----- Dataset excerpts

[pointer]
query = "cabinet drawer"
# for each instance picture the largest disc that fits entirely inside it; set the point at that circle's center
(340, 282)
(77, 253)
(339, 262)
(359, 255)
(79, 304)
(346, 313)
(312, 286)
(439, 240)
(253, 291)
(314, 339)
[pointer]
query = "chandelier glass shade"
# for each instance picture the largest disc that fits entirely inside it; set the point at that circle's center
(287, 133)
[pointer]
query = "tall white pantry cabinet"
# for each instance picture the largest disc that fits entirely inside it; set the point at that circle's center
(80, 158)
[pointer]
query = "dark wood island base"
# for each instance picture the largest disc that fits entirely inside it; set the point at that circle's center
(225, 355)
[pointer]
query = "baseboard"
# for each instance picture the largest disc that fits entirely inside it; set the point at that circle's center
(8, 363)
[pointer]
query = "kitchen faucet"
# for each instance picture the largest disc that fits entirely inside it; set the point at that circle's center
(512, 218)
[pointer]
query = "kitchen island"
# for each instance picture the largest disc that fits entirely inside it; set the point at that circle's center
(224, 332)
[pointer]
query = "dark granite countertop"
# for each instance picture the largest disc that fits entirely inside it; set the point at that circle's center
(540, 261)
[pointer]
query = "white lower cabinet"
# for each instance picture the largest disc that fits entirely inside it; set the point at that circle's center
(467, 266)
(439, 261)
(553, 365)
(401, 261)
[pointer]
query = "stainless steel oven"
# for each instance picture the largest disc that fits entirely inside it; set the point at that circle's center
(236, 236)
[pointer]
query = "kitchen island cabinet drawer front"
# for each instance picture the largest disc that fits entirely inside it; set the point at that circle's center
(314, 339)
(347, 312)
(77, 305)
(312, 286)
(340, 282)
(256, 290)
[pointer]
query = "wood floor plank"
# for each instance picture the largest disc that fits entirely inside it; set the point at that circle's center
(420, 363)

----------

▶ _Exercise_:
Retype every line of the data above exactly.

▶ _Exercise response_:
[pointer]
query = "cabinet drawer"
# for each instance picture the largest disc that fits entirely inside it; set the point at that circle's center
(340, 282)
(77, 253)
(339, 262)
(359, 255)
(79, 304)
(346, 313)
(312, 286)
(439, 240)
(253, 291)
(314, 339)
[pointer]
query = "chandelier glass shade"
# for each instance picture the largest disc that fits entirely inside it; set the point at that circle's center
(287, 133)
[pointer]
query = "tall white pantry cabinet"
# for each instance picture the largest disc that fits entirely inside it; set the point at that circle's center
(80, 158)
[pointer]
query = "dark wood island base"
# for each instance picture the largest disc that fits entirely inside it; set the point at that circle's center
(225, 355)
[pointer]
query = "baseboard"
# for each instance picture the largest disc that fits entirely inside it; set the point at that circle's center
(8, 363)
[pointer]
query = "kitchen faucet"
# for each instance picture the largest disc that fits entirely inside it; set the point at that circle's center
(512, 218)
[pointer]
query = "kitchen island"
# for each instance picture the largest disc that fits entirely inside it; set the point at that circle's center
(224, 332)
[pointer]
query = "dark granite countertop"
# for each instance picture the largest disc that fits entirely inside it; set the point at that circle's center
(540, 261)
[pointer]
query = "white lower cabinet"
# for each instance picture the largest disc that fits entirely inside it; set the point at that circle's center
(467, 266)
(439, 261)
(553, 365)
(401, 261)
[pointer]
query = "stainless steel oven"
# for each instance picture the largest disc that fits entirely inside it; set the point at that circle's center
(236, 236)
[pointer]
query = "kitchen island cabinet drawer front"
# for each instance picture the largest disc that fits entirely inside it; set the point at that circle's center
(314, 339)
(347, 312)
(77, 305)
(312, 286)
(340, 282)
(256, 290)
[pointer]
query = "wood floor plank"
# for each instance picture the largest disc that fits entirely inside it; set the point at that circle's center
(420, 363)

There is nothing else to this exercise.